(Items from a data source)
:::::
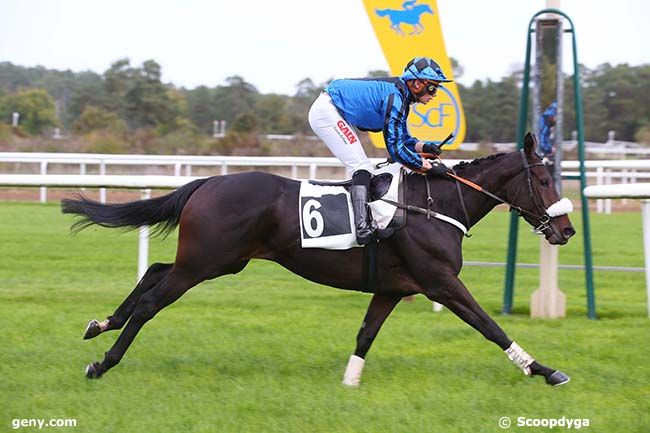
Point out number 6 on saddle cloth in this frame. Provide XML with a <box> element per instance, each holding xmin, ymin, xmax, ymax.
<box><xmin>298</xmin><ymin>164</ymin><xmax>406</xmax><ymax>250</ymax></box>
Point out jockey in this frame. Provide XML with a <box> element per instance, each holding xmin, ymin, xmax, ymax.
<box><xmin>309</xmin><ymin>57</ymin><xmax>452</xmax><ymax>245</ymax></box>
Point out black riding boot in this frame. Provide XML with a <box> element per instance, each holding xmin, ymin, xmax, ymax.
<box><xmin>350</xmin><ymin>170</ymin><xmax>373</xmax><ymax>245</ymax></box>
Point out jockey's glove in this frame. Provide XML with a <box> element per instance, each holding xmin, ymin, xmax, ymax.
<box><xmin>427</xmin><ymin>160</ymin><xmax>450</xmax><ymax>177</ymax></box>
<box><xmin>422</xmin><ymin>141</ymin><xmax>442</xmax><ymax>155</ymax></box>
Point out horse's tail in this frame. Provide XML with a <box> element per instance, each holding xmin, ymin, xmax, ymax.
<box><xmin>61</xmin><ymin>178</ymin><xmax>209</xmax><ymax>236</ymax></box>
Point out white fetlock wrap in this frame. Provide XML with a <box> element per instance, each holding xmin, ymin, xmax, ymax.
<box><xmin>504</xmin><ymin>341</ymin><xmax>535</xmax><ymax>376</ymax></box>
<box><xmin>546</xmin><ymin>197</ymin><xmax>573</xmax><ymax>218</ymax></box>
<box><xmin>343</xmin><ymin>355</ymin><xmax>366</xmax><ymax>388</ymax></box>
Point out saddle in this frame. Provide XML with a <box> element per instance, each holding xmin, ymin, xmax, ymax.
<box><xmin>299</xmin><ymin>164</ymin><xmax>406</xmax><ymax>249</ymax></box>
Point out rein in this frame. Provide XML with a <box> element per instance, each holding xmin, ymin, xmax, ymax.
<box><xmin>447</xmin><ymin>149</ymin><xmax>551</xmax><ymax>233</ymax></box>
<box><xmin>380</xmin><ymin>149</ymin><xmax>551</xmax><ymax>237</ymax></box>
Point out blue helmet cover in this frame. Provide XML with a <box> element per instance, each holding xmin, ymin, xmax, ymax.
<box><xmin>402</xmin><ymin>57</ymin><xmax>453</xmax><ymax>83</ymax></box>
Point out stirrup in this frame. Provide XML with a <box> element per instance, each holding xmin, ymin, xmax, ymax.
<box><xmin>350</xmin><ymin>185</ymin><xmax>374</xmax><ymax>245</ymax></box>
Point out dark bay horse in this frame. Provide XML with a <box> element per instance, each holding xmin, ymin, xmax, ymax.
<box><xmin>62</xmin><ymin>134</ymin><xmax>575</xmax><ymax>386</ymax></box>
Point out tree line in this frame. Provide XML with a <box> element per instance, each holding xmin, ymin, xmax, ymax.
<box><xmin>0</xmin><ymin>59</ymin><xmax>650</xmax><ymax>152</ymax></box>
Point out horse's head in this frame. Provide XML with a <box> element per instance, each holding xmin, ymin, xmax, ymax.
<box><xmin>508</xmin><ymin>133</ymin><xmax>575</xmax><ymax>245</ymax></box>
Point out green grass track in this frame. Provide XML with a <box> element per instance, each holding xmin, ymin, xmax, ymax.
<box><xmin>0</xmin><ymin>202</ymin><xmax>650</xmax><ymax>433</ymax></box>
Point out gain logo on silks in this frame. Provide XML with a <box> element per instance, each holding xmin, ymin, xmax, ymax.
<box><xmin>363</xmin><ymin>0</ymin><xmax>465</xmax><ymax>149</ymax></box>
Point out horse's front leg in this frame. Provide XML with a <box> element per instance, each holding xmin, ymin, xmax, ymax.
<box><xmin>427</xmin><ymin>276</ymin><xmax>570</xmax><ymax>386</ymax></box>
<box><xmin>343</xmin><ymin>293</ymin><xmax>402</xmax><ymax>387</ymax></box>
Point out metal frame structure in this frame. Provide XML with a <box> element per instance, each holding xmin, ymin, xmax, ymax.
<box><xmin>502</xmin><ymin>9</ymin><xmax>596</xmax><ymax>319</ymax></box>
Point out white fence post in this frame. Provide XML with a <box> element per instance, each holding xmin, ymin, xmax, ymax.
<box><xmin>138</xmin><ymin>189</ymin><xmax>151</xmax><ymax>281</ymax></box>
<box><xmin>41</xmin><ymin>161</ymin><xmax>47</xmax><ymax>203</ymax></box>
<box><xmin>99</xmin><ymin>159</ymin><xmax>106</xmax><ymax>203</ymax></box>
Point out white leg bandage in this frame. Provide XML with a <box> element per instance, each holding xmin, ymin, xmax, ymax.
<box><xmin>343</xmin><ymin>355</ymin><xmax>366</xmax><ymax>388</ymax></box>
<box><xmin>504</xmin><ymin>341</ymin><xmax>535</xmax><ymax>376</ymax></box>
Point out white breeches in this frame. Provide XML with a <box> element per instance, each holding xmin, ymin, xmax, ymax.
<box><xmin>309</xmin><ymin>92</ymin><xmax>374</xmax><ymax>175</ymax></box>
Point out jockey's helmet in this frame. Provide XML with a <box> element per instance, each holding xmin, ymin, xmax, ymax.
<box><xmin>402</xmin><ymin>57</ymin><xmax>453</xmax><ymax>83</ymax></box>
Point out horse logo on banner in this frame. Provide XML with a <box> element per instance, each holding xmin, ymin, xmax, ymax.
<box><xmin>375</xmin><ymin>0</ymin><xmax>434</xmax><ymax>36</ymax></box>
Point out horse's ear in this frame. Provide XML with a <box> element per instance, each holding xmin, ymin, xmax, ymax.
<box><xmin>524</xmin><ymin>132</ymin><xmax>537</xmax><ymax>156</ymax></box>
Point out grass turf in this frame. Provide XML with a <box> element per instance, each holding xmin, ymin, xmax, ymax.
:::::
(Instruction)
Please pull out every line of the records above that contains the word "saddle", matching case exactly.

(Expected answer)
Point out number 6 on saddle cloth in this frame. Provide XML with a <box> element per instance, each holding xmin, ymin, xmax, ymax.
Point out saddle in this frame. Provide XML with a <box> element per instance, each holding xmin, ymin, xmax, ymax.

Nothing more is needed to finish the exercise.